Work required: Transcribe all of the material exactly.

Supplied entries:
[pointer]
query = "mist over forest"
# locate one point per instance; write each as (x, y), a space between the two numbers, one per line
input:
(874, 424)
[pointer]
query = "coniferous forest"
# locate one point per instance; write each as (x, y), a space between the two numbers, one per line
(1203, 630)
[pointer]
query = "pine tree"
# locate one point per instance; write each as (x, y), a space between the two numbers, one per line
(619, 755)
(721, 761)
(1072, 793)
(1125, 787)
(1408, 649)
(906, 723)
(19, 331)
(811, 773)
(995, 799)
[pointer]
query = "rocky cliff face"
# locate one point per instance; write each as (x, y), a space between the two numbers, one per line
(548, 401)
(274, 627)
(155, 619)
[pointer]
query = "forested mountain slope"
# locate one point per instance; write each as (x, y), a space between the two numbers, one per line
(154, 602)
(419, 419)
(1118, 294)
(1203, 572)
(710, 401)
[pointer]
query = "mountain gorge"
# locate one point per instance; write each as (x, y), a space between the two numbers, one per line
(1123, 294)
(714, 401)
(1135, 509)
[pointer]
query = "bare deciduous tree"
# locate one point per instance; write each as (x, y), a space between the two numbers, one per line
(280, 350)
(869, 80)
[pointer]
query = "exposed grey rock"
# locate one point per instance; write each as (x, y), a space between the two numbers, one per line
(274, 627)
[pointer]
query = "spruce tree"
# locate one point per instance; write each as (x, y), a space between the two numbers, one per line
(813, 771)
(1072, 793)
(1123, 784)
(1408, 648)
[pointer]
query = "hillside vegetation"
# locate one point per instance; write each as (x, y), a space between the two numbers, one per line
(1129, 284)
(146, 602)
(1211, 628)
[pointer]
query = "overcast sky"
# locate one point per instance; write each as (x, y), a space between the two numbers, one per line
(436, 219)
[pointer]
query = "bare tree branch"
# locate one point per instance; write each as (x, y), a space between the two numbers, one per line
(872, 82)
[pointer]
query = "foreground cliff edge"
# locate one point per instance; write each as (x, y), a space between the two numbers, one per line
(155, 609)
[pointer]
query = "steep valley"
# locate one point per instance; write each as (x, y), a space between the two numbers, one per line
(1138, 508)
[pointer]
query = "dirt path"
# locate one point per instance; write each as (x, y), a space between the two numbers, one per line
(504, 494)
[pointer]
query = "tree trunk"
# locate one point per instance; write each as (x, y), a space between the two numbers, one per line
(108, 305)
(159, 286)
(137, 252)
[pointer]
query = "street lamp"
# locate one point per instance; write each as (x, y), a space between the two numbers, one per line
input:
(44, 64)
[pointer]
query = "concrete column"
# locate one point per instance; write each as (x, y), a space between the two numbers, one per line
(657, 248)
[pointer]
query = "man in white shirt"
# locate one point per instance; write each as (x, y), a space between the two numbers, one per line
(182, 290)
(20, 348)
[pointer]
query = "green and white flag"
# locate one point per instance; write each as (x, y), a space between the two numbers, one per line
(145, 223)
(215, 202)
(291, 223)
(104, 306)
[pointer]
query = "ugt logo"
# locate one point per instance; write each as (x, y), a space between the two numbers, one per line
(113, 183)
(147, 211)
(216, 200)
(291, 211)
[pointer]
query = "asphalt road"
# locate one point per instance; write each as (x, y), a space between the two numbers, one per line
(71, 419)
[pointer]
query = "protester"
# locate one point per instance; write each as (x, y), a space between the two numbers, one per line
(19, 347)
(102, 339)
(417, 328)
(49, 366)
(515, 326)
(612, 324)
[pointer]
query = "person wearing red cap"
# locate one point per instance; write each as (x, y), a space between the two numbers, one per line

Task output:
[pointer]
query = "mist over forest"
# locate one point per instance; write each as (x, y), a space between the two numbers, one per line
input:
(874, 424)
[pointer]
query = "coniferous forest"
# locate one point per instance; write each as (x, y), a space between the two numbers, one per line
(1203, 630)
[pointer]
query = "pine tree"
# locate one point per instance; write each as (x, y), a space between the two numbers, one per line
(619, 755)
(721, 761)
(1072, 793)
(1125, 787)
(1408, 649)
(906, 723)
(19, 331)
(811, 773)
(995, 799)
[pointer]
query = "rocky cliff face"
# locate one point per instance; write each as (x, y), a space between the two numbers, one per line
(548, 401)
(274, 627)
(155, 619)
[pointer]
query = "forested mountain slope"
# locate one point per instance; write each as (x, y), a space between the two numbers, one per line
(154, 602)
(419, 419)
(1118, 294)
(1203, 572)
(710, 401)
[pointer]
query = "mountain gorge"
# locate one point per instance; write each as (x, y), a space between the two numbers, one per line
(1123, 294)
(714, 401)
(1135, 509)
[pointer]
query = "bare deciduous tree"
# locate one point per instance; write each as (x, y), a space between the two numbers, one per line
(280, 350)
(869, 80)
[pointer]
query = "exposed grey rock"
# locate one point per instance; write each as (x, y), a space between the two numbers, one per line
(274, 627)
[pointer]
query = "spruce tree"
# locate one point per instance; write each as (x, y), a space between the two numbers, one per line
(813, 771)
(1072, 793)
(1123, 784)
(1408, 648)
[pointer]
query = "hillside vegetation"
# locate one point per instance; write each as (x, y), a space between the two numbers, one per line
(1129, 284)
(146, 602)
(1211, 628)
[pointer]
query = "overcast sky"
# locate one point per instance; write each as (x, y), a space between the two numbers, one per line
(436, 219)
[pointer]
query = "bare tree branch"
# locate one point per instance; write each as (x, y), a space between the two numbers, one per line
(872, 82)
[pointer]
query = "foreground cliff edge"
# locate one point per instance; write each as (x, y), a space between the two numbers, one per line
(155, 609)
[pointer]
query = "steep valley"
# locate one point per instance; write each as (x, y), a space between the two numbers, one per line
(1138, 508)
[pointer]
query = "dirt path"
# locate one point per instance; write each as (x, y), a space between the two numbers, one per line
(504, 494)
[pointer]
query = "tree trunk"
# locate one point per instance; write each as (x, y), a space between the two numbers, one per line
(108, 305)
(159, 286)
(137, 252)
[pointer]
query = "street lamp"
# locate one point per instance; write each as (x, y), a space between the two numbers, one per line
input:
(44, 64)
[pointer]
query = "concrete column"
# locate one point per instance; write each as (x, y), a space between the two numbers, one per line
(657, 248)
[pointer]
query = "man in white shirt"
# locate one point per instance; write each as (x, y), a space between the two numbers, one per line
(182, 290)
(20, 348)
[pointer]
query = "green and white flag"
# locate one point per instance; write each as (x, y), a space between the two numbers, one per line
(145, 223)
(215, 202)
(291, 223)
(104, 306)
[pointer]
query = "ugt logo"
# locate one point per instance; write each as (x, y), a space between the two numbers, one per line
(113, 183)
(147, 211)
(216, 200)
(291, 211)
[pointer]
query = "asphalt road"
# locate one point per instance; write each as (x, y), a space between the two numbers, one per line
(71, 419)
[pointer]
query = "protester"
# locate one point per instance; write each as (x, y), a space between the two numbers, one per line
(19, 347)
(102, 339)
(417, 328)
(49, 366)
(515, 326)
(612, 324)
[pointer]
query = "person wearing red cap"
# locate one point per instance; write each as (x, y), a space between the two numbers, one per line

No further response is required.